PROBLEMS ->
1: Answer these questions using the text on the delivery skippers' route from Florida to the Caribbean:
(a) How long, in nautical miles, is the Miami-to-the-Virgins crossing?
(b) What average passage length do delivery crews plan food around before doubling it?
(c) What minimum motoring range do delivery skippers insist on for this trip?
2: Change the text on the Florida-to-Caribbean route by rewriting the part from "Most yacht delivery" up to and including "the transit." with "departure point" replaced by "starting point".
3: Write what comes next in the text on the delivery skippers' route from Florida to the Caribbean, picking up after its final sentence.

TEXT EXCERPT ->
####

FLORIDA
TO THE CARIBBEAN - THE DELIVERY SKIPPERS' ROUTE
©
2011/2014
Tor Pinney - All Rights Reserved
Ah, the
Lesser Antilles, irresistible as a Siren's song! Every year
these eastern Caribbean islands lure more and more sailors to
their sunny skies, steady trades, warm waters and white beaches.
However, those who heed the call face a long offshore passage
before the first island heaves into view. It may be useful to
review professional delivery skippers' boat preparation, route
planning and passage making techniques for the 1,100 nautical
mile, Miami-to-the-Virgins crossing.
Most yacht delivery and cruising sailboat skippers heading for
the Lesser Antilles from Florida or the US Gulf coast choose
Miami (or a little south of there) as their departure point. It
provides a better angle for crossing the Gulf Stream’s strong
current than Fort Lauderdale further north, while to the south
the Florida Keys curve away to the southwest, adding distance to
the transit.
Preparation
The first step toward accomplishing any goal is to make the
mental commitment to do it. If you want to sail to the Virgin
Islands and beyond this season, say so! Brag about it to your
friends. Set a departure date. Visualize the trip. Buy the
charts and guide books. Arrange to have your mail forwarded
there so you absolutely have to go. A determined attitude is a
prerequisite to completing any substantial voyage. This goes for
professionals and cruisers alike.
The next step is provisioning. Here's one instance where pros
and cruisers differ greatly in their requirements. For the
delivery crew, provisioning is simply a matter of loading up on
a few weeks worth of food, figuring on a 10-day average passage
and then doubling the amount to cover unexpected delays. But for
the cruising sailor who is heading down islands for the season,
the year, or longer, Florida is the last chance to really stock
up. Almost everything costs more in the West Indies, and many
things commonly found in Stateside stores aren't available at
all in the islands. Cram every locker, compartment and crevice
with non-perishable foods and supplies. You really can't have
too much aboard. Same goes for equipment, spares, tools, and
chemicals. Provisioning a cruising sailboat is a project that
ought to be completed before leaving the mainland. Fort
Lauderdale is an ideal place to do this, with many stores and
services that cater to yachts.
Finally, plan to carry plenty of fuel for the auxiliary engine.
You may wind up motoring for many days. Delivery skippers insist
on having at least a 500-mile motoring range for this trip, even
if this means carrying extra fuel jugs lashed on deck. They're
pros, not purists. If the wind won't give them a boat speed of 4
knots or better, the engine will.
Route Planning
It's the
delivery captain's business to move a boat from point A to point
B as safely, directly, and quickly as possible. While the
cruising sailor isn't in such a hurry, there are some good
reasons to follow the pro's lead on this passage. If you glance
at a chart of the region, it appears that you could easily
island hop all the way from Miami to the Virgin Islands, with
the longest "offshore" leg being the 100 miles between Grand
Turk Island and Puerto Plata in the Dominican Republic. However,
this is deceptive. As you sail southeast through the Bahamas’
Exuma islands chain, you soon run head on into the trade winds.

####

LISTED RECORDS ->
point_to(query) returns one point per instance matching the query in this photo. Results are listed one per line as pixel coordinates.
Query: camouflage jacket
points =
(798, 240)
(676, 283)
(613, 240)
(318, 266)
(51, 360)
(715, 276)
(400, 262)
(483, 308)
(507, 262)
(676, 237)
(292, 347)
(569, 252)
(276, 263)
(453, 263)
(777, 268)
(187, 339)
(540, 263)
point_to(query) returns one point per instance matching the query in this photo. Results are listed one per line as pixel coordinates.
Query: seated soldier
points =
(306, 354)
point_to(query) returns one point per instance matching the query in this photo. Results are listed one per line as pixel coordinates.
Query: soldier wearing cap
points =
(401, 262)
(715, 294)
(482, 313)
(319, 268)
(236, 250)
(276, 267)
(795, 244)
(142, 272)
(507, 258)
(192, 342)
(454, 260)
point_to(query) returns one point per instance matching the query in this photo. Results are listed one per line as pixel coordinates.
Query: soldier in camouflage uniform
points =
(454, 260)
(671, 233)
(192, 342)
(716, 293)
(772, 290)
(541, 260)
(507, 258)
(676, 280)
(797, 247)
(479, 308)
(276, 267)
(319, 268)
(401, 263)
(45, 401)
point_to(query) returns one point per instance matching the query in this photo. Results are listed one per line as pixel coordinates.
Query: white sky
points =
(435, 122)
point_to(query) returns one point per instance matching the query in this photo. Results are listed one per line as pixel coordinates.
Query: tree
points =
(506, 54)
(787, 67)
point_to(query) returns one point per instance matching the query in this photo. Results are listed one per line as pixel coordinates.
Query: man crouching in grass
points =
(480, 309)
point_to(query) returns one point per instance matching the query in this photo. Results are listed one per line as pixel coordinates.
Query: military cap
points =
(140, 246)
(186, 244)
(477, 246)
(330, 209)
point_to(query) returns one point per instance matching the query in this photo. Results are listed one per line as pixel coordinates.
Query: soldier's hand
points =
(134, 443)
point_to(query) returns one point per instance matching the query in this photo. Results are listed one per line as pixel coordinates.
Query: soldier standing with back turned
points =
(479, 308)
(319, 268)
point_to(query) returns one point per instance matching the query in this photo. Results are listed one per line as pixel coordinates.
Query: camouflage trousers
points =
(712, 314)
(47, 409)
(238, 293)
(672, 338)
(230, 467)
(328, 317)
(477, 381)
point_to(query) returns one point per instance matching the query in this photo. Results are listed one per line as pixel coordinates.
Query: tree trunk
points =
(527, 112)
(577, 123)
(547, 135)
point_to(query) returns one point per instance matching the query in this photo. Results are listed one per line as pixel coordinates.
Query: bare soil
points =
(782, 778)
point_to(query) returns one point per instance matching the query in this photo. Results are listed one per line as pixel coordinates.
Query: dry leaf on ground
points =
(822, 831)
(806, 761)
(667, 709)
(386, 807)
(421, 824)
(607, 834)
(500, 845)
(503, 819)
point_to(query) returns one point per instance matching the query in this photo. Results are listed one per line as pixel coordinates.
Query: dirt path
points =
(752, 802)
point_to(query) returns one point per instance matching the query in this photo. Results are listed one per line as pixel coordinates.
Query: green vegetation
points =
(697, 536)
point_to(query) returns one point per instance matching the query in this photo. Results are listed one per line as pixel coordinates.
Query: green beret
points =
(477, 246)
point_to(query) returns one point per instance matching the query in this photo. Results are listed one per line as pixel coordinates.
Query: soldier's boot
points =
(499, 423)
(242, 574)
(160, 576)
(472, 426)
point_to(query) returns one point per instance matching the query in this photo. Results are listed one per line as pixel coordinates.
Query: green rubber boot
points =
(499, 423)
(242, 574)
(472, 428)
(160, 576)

####

OUTPUTS ->
1:
(a) 1,100 nautical miles.
(b) 10 days.
(c) At least 500 miles.

2:
Most yacht delivery and cruising sailboat skippers heading for
the Lesser Antilles from Florida or the US Gulf coast choose
Miami (or a little south of there) as their starting point. It
provides a better angle for crossing the Gulf Stream’s strong
current than Fort Lauderdale further north, while to the south
the Florida Keys curve away to the southwest, adding distance to
the transit.

3:
In the fall these perennial winds blow most often from the ENE
thru ESE at 15 to 25 knots; sometimes harder. If you do beat
your way down to Puerto Plata on a hard port tack, you'll still
be facing nearly 350 nautical miles into the teeth of these
powerful winds and seas, a miserable prospect at best. Add to
that the knot or two of adverse current and you've got a long,
grueling journey that will test the resolve of the captain, the
loyalty of the crew, and the structural integrity of the vessel.
This is why the Bahamian port of Georgetown, Exuma (nicknamed
"Chicken Harbor") is crowded with Caribbean-bound boats that
won't make it the rest of the way this year.
Beating into the trade winds is the pits! Avoid it! If you want
to spent a winter cruising the Bahamas, that's fine. But if
you're intent on reaching the Lesser Antilles, follow the
delivery skippers' route offshore to the east.
Most boats make the passage from Miami to the Virgins in
November and December, right after hurricane season. The Pilot
Charts show us that the northern limit of the Northeast Trades
is roughly on the same latitude as Miami at that time of year.
Since the object is to avoid going east against the relentless
head winds likely to be encountered south of that latitude,
knowledgeable sailors head east from Miami, through the Bahamas,
and then continue due east or even a shade north of east into
the Atlantic. The idea is to make nearly all of your easting
north of the trade wind belt in the area of relative calm called
the Horse Latitudes.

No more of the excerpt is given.